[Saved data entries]

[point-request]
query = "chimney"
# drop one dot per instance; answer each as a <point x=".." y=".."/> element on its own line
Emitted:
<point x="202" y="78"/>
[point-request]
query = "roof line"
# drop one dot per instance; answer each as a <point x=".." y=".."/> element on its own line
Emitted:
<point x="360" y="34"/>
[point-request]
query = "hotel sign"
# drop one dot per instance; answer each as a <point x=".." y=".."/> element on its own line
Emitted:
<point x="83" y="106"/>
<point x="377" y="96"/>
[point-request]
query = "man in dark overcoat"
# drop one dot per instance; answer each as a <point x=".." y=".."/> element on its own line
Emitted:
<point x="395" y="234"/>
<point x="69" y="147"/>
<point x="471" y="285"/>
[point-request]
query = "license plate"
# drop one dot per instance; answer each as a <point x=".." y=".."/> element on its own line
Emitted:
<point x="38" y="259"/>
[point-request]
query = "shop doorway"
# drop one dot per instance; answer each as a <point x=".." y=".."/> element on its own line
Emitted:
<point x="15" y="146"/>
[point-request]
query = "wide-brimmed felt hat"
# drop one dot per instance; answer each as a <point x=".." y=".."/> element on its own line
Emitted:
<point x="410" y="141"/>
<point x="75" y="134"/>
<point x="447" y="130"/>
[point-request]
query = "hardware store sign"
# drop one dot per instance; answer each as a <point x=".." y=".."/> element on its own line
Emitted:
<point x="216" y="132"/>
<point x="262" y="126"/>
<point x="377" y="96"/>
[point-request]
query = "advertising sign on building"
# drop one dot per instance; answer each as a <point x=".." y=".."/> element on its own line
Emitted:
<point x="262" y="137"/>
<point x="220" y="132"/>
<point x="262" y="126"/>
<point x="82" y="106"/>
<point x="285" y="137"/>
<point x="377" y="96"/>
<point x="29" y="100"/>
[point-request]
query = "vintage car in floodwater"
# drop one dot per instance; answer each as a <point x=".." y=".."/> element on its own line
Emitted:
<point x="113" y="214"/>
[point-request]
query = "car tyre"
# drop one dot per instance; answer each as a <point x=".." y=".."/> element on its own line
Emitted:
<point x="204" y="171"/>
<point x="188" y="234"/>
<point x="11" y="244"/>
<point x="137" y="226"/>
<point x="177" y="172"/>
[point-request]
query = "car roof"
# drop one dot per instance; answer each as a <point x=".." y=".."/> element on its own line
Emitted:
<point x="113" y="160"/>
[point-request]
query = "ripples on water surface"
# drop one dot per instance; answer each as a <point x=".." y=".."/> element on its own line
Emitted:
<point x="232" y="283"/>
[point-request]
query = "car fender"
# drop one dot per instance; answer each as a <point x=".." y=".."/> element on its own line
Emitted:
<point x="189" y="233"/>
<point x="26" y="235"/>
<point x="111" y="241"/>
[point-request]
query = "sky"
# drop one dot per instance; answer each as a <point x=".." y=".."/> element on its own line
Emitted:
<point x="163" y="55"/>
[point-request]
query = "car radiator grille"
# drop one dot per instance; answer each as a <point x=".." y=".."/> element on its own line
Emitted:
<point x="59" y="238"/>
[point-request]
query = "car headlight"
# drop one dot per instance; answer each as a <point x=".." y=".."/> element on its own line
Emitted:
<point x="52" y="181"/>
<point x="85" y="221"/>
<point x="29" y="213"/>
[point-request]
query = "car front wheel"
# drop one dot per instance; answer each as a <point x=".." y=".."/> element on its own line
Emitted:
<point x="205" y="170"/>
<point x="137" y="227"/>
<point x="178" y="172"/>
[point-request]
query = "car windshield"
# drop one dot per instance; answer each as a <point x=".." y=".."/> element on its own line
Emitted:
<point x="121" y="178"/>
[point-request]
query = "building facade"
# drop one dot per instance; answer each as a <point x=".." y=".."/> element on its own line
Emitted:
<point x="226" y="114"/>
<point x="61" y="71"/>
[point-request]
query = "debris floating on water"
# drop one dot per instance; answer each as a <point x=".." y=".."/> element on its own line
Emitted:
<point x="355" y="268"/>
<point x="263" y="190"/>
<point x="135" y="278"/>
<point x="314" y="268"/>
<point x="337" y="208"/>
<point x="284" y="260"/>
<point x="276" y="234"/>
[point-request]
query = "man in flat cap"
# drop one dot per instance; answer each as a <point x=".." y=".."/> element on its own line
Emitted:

## DIRECTIONS FOR THIS TASK
Exactly as shown above, return every record.

## RESPONSE BELOW
[point-request]
query = "chimney"
# drop one dot per instance; answer each as a <point x=".." y=".."/> element on its own line
Emitted:
<point x="202" y="78"/>
[point-request]
query = "roof line"
# drop one dot per instance; answer each as a <point x=".." y=".."/> element on its own line
Emitted:
<point x="360" y="34"/>
[point-request]
query = "hotel sign"
# drop one dot per instance; answer each as a <point x=".." y=".."/> element on its own line
Emitted:
<point x="83" y="106"/>
<point x="377" y="96"/>
[point-request]
query = "man in dark overcoat"
# drop one dot per instance; answer each as a <point x=".." y=".."/> element on its own line
Emitted:
<point x="395" y="234"/>
<point x="69" y="147"/>
<point x="471" y="285"/>
[point-request]
query = "license plate"
# drop one dot per instance; answer each as a <point x=".." y=".."/> element on its own line
Emitted:
<point x="38" y="259"/>
[point-request]
query = "shop doorway"
# drop one dot per instance; answer each as a <point x=".." y=".."/> element on its own line
Emitted:
<point x="15" y="146"/>
[point-request]
query = "wide-brimmed felt hat"
# drop one dot per instance; answer each as a <point x=".." y=".."/> element on its own line
Emitted:
<point x="410" y="141"/>
<point x="75" y="134"/>
<point x="447" y="130"/>
[point-request]
query = "hardware store sign"
# drop one dot per instance; answer each as a <point x=".." y=".."/> element on its own line
Emitted:
<point x="216" y="132"/>
<point x="262" y="126"/>
<point x="377" y="96"/>
[point-request]
query = "advertising sign on building"
# drop one dot per instance; answer each as a <point x=".." y=".."/> element on its own line
Emitted:
<point x="262" y="137"/>
<point x="220" y="132"/>
<point x="262" y="126"/>
<point x="82" y="106"/>
<point x="285" y="137"/>
<point x="377" y="96"/>
<point x="29" y="100"/>
[point-request]
query = "vintage car in floodwater"
# drop one dot per instance; answer each as a <point x=".." y=".."/> element on its own line
Emitted:
<point x="113" y="214"/>
[point-request]
query = "car tyre"
# drop one dot per instance; answer each as a <point x=".." y=".."/> element on its own line
Emitted:
<point x="204" y="171"/>
<point x="188" y="234"/>
<point x="11" y="244"/>
<point x="137" y="226"/>
<point x="177" y="172"/>
[point-request]
query = "car roof"
# drop one dot per instance; answer each as a <point x=".." y=".."/> element on its own line
Emitted:
<point x="113" y="160"/>
[point-request]
query = "ripples on water surface"
# drop one dot per instance; answer each as a <point x=".." y=".."/> element on its own line
Emitted:
<point x="232" y="283"/>
[point-request]
query = "car fender"
# drop one dot per instance; answer each as a <point x=".." y=".."/> element on its own line
Emitted:
<point x="189" y="233"/>
<point x="26" y="235"/>
<point x="111" y="241"/>
[point-request]
query = "sky"
# drop one dot per instance; answer each as a <point x=".." y=".."/> element on its own line
Emitted:
<point x="163" y="55"/>
[point-request]
query = "car radiator grille"
# drop one dot per instance; answer each as a <point x=".." y=".."/> element on its own line
Emitted:
<point x="59" y="238"/>
[point-request]
query = "car headlight"
# drop one dot per instance; answer each as a <point x=".." y=".."/> element on its own line
Emitted:
<point x="52" y="181"/>
<point x="85" y="221"/>
<point x="29" y="213"/>
[point-request]
query = "car front wheel"
# drop one dot per instance; answer each as a <point x=".." y=".."/> element on its own line
Emitted:
<point x="205" y="170"/>
<point x="137" y="227"/>
<point x="178" y="172"/>
[point-request]
query = "car windshield"
# drop one dot per instance; answer each as a <point x=".." y=".."/> element on its own line
Emitted:
<point x="121" y="178"/>
[point-request]
query = "building facade"
# drop one dot per instance; answer each as a <point x=".." y=".."/> element on its own line
Emitted:
<point x="226" y="114"/>
<point x="61" y="71"/>
[point-request]
query = "debris floating on water"
# drop one dot per instance; answer each as a <point x=".." y=".."/> element on its own line
Emitted:
<point x="355" y="268"/>
<point x="263" y="190"/>
<point x="135" y="278"/>
<point x="314" y="268"/>
<point x="337" y="208"/>
<point x="284" y="260"/>
<point x="276" y="234"/>
[point-request]
query = "man in flat cap"
# drop one dot per instance; answer each as a <point x=".." y=".."/> element on its own line
Emitted:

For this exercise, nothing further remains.